_Task description_
Convert the records, from the line with "indicate the bird's foot, one" up to and including the last line, into a numbered list, leaving out blank lines.

☆ ☆ ☆ ☆

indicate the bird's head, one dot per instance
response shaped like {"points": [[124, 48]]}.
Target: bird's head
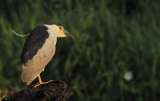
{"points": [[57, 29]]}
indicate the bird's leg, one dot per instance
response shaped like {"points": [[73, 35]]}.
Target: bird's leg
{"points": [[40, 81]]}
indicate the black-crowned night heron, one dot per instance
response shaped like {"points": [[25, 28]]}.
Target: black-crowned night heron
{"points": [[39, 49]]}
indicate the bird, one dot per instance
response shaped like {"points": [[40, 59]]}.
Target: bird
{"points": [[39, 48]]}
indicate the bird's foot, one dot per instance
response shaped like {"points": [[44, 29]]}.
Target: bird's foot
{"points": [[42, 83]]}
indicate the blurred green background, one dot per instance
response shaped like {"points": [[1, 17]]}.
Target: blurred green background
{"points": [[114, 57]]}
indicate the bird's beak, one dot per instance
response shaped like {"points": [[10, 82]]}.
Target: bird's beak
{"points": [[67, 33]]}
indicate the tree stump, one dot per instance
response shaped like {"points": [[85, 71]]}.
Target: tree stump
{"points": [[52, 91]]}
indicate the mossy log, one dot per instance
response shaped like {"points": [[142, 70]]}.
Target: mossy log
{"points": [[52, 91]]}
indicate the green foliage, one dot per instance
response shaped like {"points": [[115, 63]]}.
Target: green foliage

☆ ☆ ☆ ☆

_Final answer_
1. indicate the bird's foot, one dot per instance
2. response shaped like {"points": [[44, 29]]}.
3. Target: bird's foot
4. {"points": [[42, 83]]}
5. indicate the blurred green background, one dot per instance
6. response shaped like {"points": [[1, 17]]}.
7. Target: blurred green background
8. {"points": [[114, 57]]}
9. indicate the bird's beak, one dot per instance
10. response shaped like {"points": [[10, 82]]}.
11. Target: bird's beak
12. {"points": [[67, 33]]}
13. indicate the tree stump, one dot per instance
14. response shaped like {"points": [[85, 71]]}.
15. Target: tree stump
16. {"points": [[52, 91]]}
17. indicate the mossy log, one dot per instance
18. response shaped like {"points": [[142, 70]]}.
19. Target: mossy log
20. {"points": [[52, 91]]}
21. indicate the green foliage, one dot per instance
22. response shaped like {"points": [[115, 63]]}.
23. Target: green foliage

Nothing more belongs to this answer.